▶ STATED GOAL: Reproduce verbatim the portion of the items that begins with the line containing "Can you find the caterpillar" and continues through the end of the items, including both the first and the last line.

Object pointing dataset rows
•••••
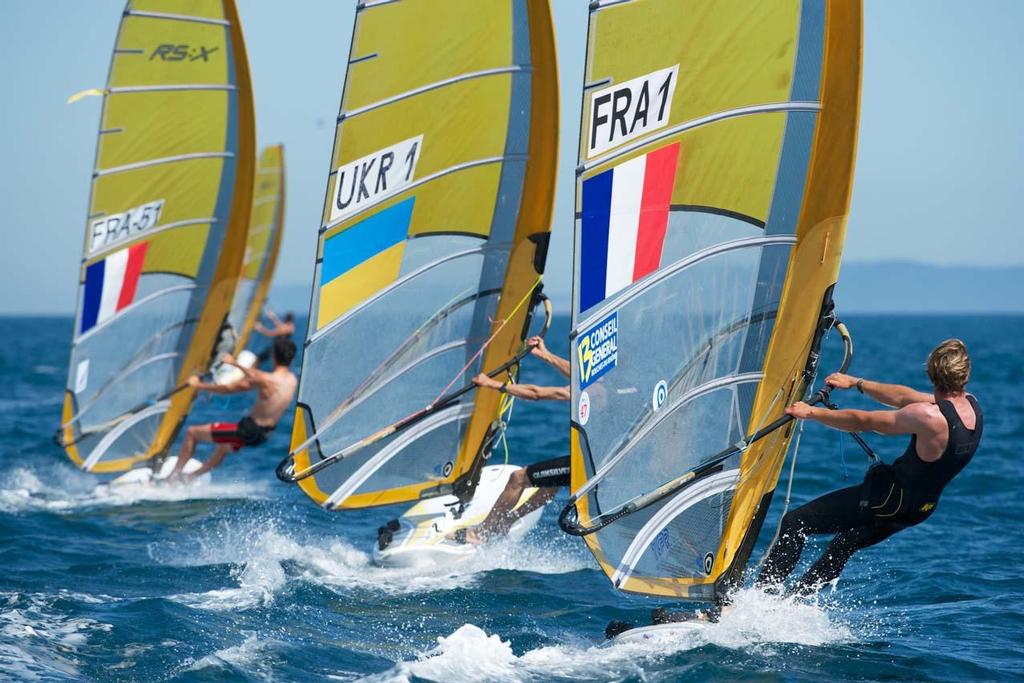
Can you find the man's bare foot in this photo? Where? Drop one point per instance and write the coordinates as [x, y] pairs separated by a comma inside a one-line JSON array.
[[471, 535]]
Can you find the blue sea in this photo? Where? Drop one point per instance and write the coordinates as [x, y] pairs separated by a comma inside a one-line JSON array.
[[245, 579]]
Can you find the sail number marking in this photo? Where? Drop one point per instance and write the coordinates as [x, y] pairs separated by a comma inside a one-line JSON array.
[[627, 111], [369, 179], [118, 227], [597, 350]]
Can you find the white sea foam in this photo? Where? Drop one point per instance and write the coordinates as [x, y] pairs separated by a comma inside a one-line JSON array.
[[756, 621], [248, 656], [38, 642], [260, 553]]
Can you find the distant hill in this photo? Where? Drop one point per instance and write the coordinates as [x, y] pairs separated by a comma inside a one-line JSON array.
[[908, 287], [880, 287]]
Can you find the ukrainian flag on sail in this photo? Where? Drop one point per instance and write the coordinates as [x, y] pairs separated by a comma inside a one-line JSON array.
[[361, 260]]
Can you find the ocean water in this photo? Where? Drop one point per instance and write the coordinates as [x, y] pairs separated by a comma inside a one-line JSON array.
[[244, 579]]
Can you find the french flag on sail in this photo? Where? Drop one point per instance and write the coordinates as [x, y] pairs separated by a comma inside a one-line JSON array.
[[625, 216], [111, 284]]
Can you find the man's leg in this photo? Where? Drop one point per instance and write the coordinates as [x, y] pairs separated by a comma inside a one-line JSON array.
[[829, 565], [501, 517], [214, 462], [832, 513], [194, 435]]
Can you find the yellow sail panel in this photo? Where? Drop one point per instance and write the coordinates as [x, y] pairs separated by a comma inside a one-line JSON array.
[[435, 223], [167, 221], [262, 245], [704, 252]]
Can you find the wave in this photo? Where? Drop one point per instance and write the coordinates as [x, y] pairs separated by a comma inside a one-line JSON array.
[[755, 621], [60, 488], [266, 560], [39, 642]]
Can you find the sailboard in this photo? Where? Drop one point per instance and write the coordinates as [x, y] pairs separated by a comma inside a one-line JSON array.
[[166, 230], [714, 178], [433, 240]]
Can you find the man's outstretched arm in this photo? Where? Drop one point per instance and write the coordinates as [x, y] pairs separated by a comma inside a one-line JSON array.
[[541, 351], [895, 395], [908, 420], [527, 391]]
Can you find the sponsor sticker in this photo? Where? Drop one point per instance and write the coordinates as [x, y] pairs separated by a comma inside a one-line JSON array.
[[583, 411], [597, 350], [119, 227], [627, 111], [660, 544], [82, 376], [658, 395], [367, 180]]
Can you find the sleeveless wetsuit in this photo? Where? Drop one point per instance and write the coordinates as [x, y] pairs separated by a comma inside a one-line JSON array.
[[891, 499]]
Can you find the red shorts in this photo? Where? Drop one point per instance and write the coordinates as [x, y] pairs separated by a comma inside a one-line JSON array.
[[238, 434]]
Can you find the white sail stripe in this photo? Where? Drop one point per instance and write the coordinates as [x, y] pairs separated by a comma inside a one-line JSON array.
[[163, 160], [168, 88], [401, 281], [596, 5], [666, 412], [624, 223], [352, 483], [176, 17], [369, 4], [433, 176], [335, 415], [710, 485], [123, 374], [642, 285], [696, 123], [147, 233], [114, 434], [156, 295], [433, 86]]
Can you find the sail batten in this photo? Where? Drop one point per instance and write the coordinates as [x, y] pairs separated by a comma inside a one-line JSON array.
[[437, 206], [708, 238]]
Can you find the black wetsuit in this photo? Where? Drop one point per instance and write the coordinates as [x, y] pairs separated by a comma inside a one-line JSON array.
[[892, 498]]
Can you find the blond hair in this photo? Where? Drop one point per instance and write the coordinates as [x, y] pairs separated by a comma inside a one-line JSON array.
[[949, 366]]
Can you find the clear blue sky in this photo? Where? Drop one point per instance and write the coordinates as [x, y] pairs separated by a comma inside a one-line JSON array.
[[939, 170]]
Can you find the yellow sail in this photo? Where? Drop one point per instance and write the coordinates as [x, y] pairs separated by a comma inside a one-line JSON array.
[[168, 217], [716, 161], [262, 245], [434, 233]]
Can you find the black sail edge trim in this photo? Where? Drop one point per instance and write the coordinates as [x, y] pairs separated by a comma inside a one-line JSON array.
[[718, 211]]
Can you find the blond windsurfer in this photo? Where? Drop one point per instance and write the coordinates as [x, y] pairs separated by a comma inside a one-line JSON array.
[[281, 329], [945, 429], [274, 392], [548, 475]]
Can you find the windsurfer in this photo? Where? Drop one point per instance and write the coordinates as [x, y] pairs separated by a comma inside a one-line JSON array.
[[945, 429], [548, 475], [275, 390], [281, 329]]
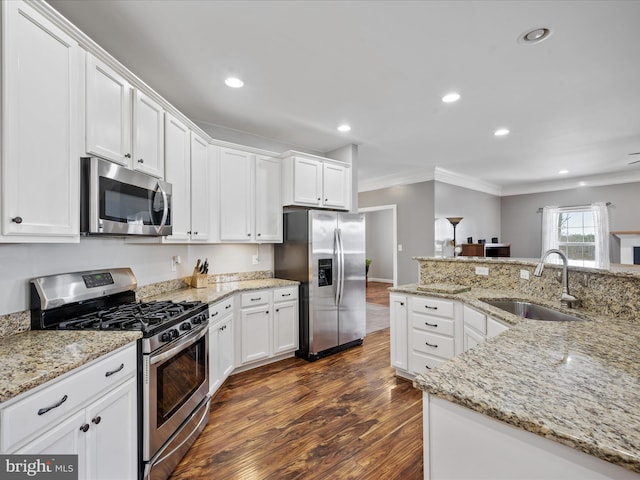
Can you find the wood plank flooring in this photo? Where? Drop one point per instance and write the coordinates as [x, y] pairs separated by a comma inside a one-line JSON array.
[[376, 292], [342, 417]]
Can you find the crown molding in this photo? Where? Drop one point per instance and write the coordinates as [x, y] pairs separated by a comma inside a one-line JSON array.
[[614, 178]]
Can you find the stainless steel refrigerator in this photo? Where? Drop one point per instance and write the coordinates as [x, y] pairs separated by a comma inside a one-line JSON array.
[[324, 251]]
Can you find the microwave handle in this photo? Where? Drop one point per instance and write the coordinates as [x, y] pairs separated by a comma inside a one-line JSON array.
[[165, 213]]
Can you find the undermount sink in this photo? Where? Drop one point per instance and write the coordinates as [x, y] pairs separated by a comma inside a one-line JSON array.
[[530, 310]]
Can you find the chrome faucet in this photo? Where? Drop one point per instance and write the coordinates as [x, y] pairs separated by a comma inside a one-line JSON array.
[[566, 300]]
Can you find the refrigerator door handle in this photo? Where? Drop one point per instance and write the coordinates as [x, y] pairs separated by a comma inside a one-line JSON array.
[[340, 254]]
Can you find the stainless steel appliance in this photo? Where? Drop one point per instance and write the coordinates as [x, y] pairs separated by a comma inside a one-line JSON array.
[[118, 201], [325, 252], [173, 377]]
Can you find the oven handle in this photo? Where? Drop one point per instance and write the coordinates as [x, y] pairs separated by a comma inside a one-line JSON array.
[[185, 342]]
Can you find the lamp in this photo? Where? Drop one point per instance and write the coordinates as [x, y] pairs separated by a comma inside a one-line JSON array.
[[454, 221]]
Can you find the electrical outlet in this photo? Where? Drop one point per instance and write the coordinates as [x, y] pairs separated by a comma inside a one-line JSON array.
[[482, 271]]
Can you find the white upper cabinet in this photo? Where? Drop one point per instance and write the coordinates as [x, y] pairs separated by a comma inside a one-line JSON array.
[[108, 113], [268, 203], [236, 195], [178, 173], [148, 135], [200, 190], [250, 208], [122, 124], [40, 129], [336, 180], [316, 182]]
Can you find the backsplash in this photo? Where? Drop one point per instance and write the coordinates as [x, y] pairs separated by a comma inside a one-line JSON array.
[[613, 293], [18, 322]]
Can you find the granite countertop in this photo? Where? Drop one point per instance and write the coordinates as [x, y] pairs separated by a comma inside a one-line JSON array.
[[219, 291], [32, 358], [577, 383]]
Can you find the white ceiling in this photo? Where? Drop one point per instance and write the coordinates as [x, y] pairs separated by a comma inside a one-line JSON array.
[[571, 102]]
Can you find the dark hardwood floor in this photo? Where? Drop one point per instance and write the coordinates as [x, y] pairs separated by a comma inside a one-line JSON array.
[[376, 292], [342, 417]]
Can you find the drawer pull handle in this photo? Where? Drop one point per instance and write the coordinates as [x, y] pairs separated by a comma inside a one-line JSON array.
[[108, 374], [42, 411]]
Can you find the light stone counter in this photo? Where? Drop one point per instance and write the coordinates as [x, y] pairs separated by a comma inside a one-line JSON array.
[[577, 383], [32, 358]]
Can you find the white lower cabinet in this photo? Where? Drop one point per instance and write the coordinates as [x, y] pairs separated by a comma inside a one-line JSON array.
[[92, 412], [428, 331], [220, 343], [268, 325]]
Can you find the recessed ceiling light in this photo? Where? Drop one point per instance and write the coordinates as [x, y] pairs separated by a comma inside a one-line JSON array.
[[234, 82], [451, 97], [533, 36]]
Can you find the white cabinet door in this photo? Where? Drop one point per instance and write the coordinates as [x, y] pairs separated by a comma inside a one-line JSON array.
[[256, 333], [200, 188], [40, 155], [268, 200], [307, 182], [399, 329], [112, 435], [148, 135], [178, 173], [236, 195], [335, 180], [108, 113], [225, 346], [285, 327]]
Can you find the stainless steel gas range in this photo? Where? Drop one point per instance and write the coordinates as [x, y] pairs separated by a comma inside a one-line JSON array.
[[173, 354]]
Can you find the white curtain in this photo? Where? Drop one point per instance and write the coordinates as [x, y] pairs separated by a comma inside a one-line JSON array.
[[550, 217], [601, 218]]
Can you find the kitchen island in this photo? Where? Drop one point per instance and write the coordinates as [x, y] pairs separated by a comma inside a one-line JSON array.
[[497, 405]]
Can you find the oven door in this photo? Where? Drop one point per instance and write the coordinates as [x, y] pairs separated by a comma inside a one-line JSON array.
[[175, 381], [118, 201]]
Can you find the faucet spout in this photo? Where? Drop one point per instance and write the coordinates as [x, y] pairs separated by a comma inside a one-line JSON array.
[[566, 300]]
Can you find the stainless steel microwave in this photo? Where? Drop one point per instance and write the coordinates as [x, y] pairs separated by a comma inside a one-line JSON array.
[[117, 201]]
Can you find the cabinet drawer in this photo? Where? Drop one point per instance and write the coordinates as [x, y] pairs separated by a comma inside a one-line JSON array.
[[443, 326], [422, 363], [218, 309], [260, 297], [432, 306], [21, 420], [285, 293], [475, 320], [432, 344]]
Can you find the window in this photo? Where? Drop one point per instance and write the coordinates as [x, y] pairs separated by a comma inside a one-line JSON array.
[[581, 232]]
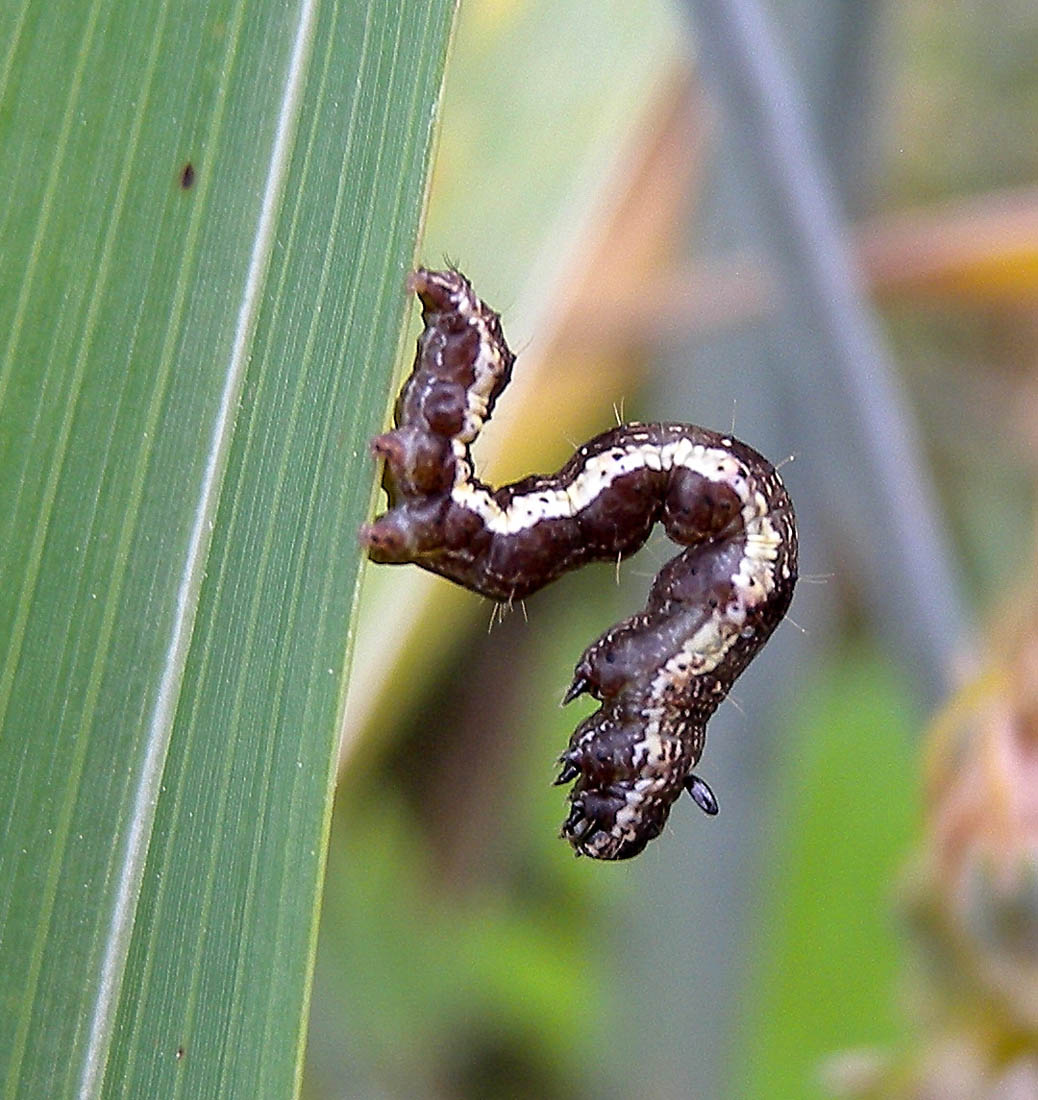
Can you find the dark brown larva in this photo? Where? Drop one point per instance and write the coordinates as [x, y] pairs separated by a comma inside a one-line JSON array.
[[660, 674]]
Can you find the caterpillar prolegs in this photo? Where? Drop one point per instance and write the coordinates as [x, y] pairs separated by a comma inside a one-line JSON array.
[[658, 675]]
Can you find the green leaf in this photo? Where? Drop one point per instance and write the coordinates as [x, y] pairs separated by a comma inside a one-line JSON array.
[[207, 217]]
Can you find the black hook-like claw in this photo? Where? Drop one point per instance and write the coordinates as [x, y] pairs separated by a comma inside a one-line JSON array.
•••••
▶ RESPONSE:
Can you find the caterpillar prolegs in this photo? Where? Drop one point per instance and write the coordinates as [x, y] pairs separated by a comma inside a one-line JSON array.
[[658, 675]]
Can you find the green leaf in this photo? Where? Drop one point per instance and write the coordinates as [x, y] pairs separated by a comma inside a one-line JSON array.
[[207, 217]]
Can you find the black hook-like claw in this photo? Where? Drop one point per instance and write the coordinates as [x, y] pairs separated by a comma inside a one-line JSON array.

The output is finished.